— Start of RECORD SET —
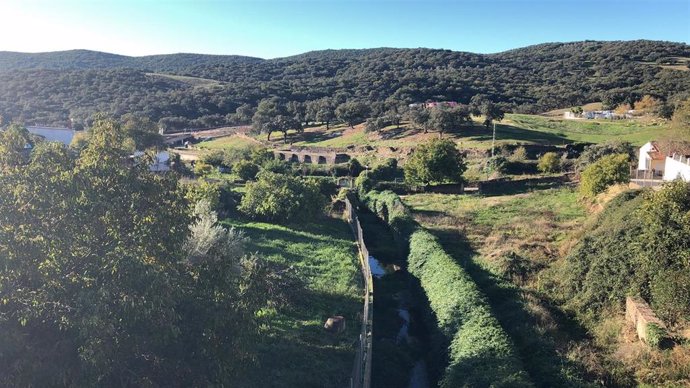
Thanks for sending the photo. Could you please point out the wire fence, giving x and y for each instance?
(361, 370)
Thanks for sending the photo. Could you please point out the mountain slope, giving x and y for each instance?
(50, 87)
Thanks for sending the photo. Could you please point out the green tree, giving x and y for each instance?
(245, 170)
(437, 161)
(98, 281)
(608, 170)
(549, 162)
(481, 105)
(444, 119)
(666, 236)
(352, 112)
(420, 118)
(278, 197)
(595, 152)
(325, 112)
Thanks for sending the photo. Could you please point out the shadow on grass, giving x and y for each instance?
(296, 351)
(509, 132)
(521, 186)
(539, 351)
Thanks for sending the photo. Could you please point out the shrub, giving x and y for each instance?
(549, 162)
(594, 152)
(214, 158)
(201, 168)
(518, 155)
(497, 165)
(278, 197)
(437, 161)
(608, 170)
(202, 190)
(245, 170)
(375, 124)
(386, 171)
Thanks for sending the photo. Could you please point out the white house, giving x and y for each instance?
(161, 161)
(62, 135)
(667, 160)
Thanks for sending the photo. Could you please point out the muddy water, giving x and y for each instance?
(408, 344)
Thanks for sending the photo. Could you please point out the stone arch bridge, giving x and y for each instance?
(311, 156)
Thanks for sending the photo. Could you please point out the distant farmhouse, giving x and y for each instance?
(597, 114)
(665, 161)
(62, 135)
(433, 104)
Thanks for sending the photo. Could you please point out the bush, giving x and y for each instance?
(608, 170)
(549, 162)
(278, 197)
(518, 155)
(437, 161)
(202, 169)
(245, 170)
(594, 152)
(214, 158)
(386, 171)
(496, 165)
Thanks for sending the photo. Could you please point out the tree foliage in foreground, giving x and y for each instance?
(437, 161)
(278, 197)
(607, 171)
(104, 283)
(639, 245)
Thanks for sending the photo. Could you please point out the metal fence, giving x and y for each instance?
(646, 178)
(361, 370)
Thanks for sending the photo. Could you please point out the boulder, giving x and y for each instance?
(335, 324)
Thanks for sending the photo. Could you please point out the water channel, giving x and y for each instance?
(400, 337)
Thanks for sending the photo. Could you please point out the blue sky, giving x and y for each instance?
(271, 29)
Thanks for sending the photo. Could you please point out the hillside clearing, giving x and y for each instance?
(296, 350)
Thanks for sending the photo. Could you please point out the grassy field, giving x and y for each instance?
(515, 128)
(592, 131)
(295, 350)
(234, 141)
(504, 242)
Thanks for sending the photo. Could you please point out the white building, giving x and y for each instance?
(62, 135)
(160, 163)
(665, 160)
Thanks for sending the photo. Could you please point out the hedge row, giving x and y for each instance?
(480, 353)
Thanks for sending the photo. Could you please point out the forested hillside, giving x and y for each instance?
(51, 88)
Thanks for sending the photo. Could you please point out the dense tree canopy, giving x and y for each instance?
(107, 278)
(55, 87)
(437, 161)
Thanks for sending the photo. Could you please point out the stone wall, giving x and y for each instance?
(311, 156)
(638, 312)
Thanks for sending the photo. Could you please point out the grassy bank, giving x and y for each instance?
(295, 350)
(478, 350)
(503, 242)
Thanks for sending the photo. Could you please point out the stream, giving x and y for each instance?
(418, 374)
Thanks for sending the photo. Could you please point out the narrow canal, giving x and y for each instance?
(401, 340)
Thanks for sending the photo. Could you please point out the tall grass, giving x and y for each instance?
(479, 351)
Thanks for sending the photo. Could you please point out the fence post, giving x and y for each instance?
(361, 372)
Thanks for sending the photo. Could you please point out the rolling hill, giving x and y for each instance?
(51, 88)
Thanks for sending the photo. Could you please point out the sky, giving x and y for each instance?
(270, 29)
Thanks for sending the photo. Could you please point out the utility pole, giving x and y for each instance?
(493, 140)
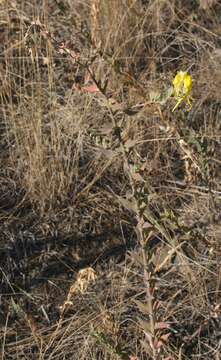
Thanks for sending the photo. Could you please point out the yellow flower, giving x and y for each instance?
(182, 85)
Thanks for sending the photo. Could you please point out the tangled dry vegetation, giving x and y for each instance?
(109, 202)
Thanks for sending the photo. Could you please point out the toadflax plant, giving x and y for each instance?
(182, 85)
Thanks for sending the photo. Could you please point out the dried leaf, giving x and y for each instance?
(90, 89)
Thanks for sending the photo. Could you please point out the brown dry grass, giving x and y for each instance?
(98, 175)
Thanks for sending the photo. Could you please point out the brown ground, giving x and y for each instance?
(109, 201)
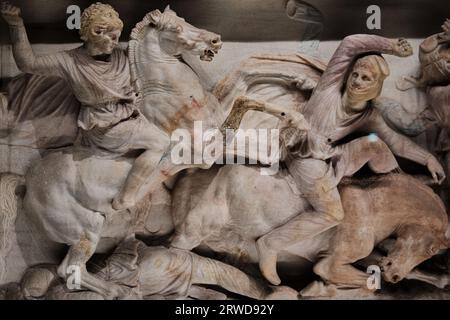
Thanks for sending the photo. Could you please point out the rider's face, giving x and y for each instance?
(103, 39)
(361, 79)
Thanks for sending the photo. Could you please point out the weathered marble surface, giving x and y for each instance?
(30, 246)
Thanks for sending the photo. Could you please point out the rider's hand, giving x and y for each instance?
(436, 170)
(10, 13)
(402, 48)
(445, 35)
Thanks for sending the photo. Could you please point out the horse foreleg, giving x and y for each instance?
(75, 262)
(341, 274)
(149, 171)
(208, 216)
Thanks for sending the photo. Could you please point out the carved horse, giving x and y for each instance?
(69, 191)
(228, 209)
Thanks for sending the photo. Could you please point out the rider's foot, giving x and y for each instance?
(268, 262)
(282, 293)
(121, 203)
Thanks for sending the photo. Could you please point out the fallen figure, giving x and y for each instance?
(155, 272)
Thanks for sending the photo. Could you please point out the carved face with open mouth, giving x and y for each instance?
(178, 36)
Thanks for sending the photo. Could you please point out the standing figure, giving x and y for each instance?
(341, 105)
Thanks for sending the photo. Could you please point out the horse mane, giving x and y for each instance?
(136, 36)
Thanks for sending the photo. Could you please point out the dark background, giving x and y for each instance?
(245, 20)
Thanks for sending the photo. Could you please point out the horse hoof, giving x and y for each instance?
(119, 204)
(268, 262)
(282, 293)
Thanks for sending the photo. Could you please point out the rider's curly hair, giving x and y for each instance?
(99, 13)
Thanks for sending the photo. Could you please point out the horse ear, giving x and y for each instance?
(155, 16)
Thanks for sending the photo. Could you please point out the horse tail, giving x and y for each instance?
(9, 200)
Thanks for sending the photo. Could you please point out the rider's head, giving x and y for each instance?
(100, 28)
(365, 80)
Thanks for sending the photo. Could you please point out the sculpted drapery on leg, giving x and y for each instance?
(99, 76)
(317, 161)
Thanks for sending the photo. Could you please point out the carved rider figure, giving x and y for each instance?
(341, 105)
(98, 74)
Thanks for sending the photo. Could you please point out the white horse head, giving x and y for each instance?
(176, 36)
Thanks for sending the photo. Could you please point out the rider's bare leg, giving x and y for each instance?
(316, 181)
(319, 186)
(369, 150)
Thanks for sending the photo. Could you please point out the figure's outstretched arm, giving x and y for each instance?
(433, 41)
(23, 53)
(355, 45)
(404, 147)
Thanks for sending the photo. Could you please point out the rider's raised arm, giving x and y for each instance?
(351, 47)
(23, 54)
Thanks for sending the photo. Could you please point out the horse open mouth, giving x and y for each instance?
(207, 55)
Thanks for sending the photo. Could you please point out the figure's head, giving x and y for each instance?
(365, 80)
(177, 36)
(100, 29)
(414, 245)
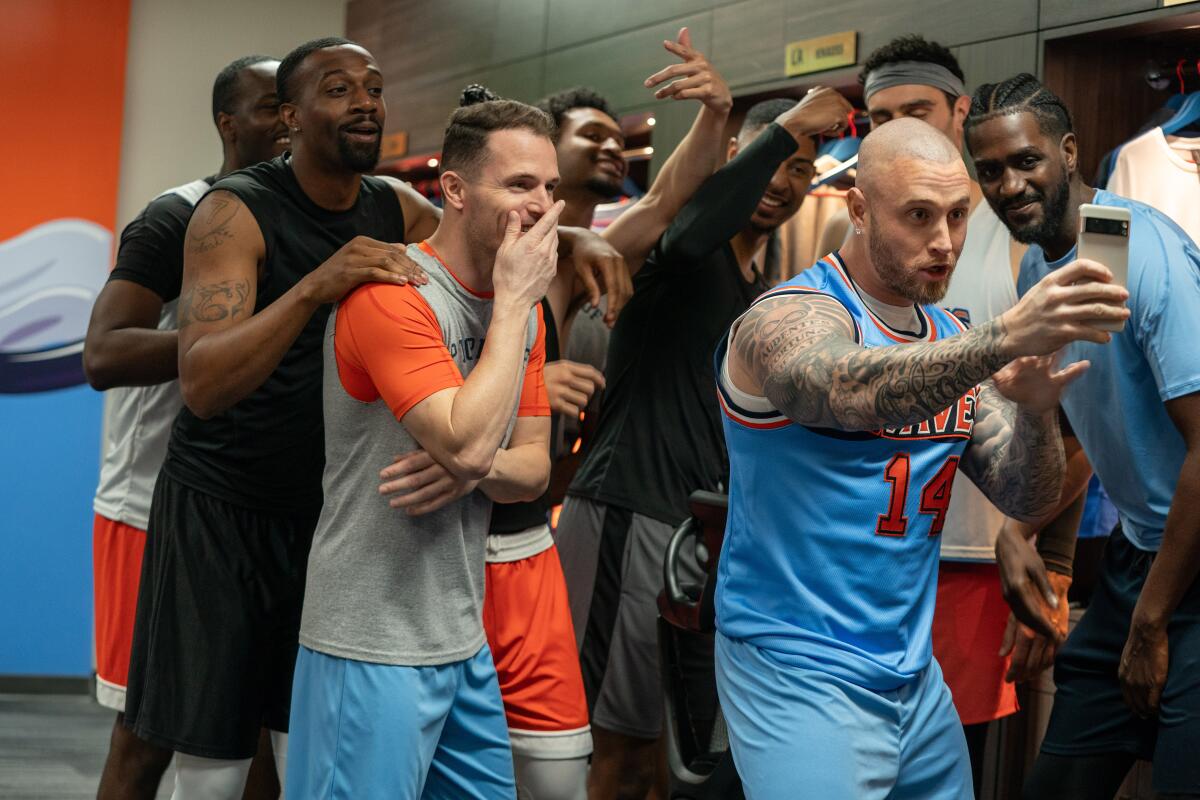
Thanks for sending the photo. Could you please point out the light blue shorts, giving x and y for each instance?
(363, 731)
(802, 733)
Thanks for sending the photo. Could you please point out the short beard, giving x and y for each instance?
(897, 277)
(604, 187)
(358, 157)
(1054, 212)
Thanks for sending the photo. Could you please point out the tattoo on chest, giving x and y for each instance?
(211, 302)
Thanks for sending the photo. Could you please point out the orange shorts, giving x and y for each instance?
(528, 626)
(969, 627)
(117, 566)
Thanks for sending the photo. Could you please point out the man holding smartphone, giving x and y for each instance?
(1127, 680)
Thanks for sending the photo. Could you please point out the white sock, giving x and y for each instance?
(209, 779)
(280, 747)
(551, 779)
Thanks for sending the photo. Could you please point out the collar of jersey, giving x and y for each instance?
(928, 330)
(427, 248)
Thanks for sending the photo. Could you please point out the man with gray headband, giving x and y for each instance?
(912, 77)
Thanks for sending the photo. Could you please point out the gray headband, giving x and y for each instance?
(912, 72)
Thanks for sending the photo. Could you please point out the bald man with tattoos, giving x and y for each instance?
(851, 401)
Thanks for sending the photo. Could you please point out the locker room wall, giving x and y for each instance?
(525, 48)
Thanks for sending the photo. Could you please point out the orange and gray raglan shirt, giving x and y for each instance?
(384, 587)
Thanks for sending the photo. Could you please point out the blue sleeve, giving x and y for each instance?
(1165, 305)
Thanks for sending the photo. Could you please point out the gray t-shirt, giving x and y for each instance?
(384, 587)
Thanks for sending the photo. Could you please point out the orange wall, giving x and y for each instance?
(60, 136)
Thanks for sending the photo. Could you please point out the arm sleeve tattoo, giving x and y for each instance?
(1015, 457)
(802, 352)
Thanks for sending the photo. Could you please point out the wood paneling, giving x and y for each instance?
(1068, 12)
(425, 42)
(1105, 91)
(999, 59)
(949, 22)
(748, 41)
(618, 65)
(573, 22)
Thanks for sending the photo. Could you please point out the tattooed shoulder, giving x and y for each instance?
(213, 302)
(211, 227)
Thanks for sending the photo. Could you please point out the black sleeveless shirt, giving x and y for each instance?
(268, 451)
(515, 517)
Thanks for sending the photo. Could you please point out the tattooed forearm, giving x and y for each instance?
(1015, 456)
(213, 229)
(213, 302)
(803, 354)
— End of RECORD SET —
Write out exactly the lines from the line holding "orange wall, giving" through the last line of the data, and nothing besides those lines.

Thanks for sending the photo. Could you please point out the orange wall, giving x and y for each instance?
(60, 136)
Thanks for sending the photo. Could you please point out the arm sleeve tattoo, giving x and y for each instance?
(1015, 457)
(802, 352)
Thanks for sending the photo. Could you please point out the wood paneling, giving x and y for each instance?
(1068, 12)
(425, 42)
(1105, 91)
(999, 59)
(949, 22)
(748, 41)
(618, 65)
(573, 22)
Thanks for sending the photo. Could you please point out the tattooed shoulder, giving x and y for each instance?
(213, 302)
(211, 227)
Thanks for sending the photo. Could you please point out the black sleeveless shirt, giving x and y for each instance?
(268, 451)
(515, 517)
Thanks for sending the photo. Could you please point out the tattooed forearm, giving x and y for each instance?
(1015, 456)
(213, 229)
(213, 302)
(803, 354)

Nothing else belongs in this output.